▶ [Your objective] Output the lines running from the line with "Find white paper." to the line with "[58, 175, 102, 190]", copied exactly with both end lines included, and nothing else.

+---+

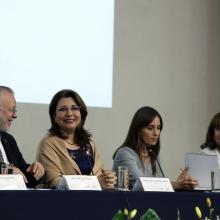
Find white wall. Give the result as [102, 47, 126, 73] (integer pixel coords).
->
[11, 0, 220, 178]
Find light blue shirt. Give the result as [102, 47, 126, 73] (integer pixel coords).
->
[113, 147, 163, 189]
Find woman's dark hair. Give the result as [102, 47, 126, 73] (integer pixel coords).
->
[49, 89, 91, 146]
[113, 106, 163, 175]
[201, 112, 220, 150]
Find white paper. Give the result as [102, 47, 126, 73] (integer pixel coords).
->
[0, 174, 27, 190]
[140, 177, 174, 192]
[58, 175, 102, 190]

+---+

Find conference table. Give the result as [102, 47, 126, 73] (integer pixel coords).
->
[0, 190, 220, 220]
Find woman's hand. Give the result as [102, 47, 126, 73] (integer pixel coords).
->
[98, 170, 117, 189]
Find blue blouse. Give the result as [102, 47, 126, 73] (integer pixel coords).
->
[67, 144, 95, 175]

+---+

▶ [Solution to this exercise]
Find white paper. Give the result as [102, 47, 126, 73] (integer pixel coords).
->
[0, 174, 27, 190]
[140, 177, 174, 192]
[58, 175, 102, 190]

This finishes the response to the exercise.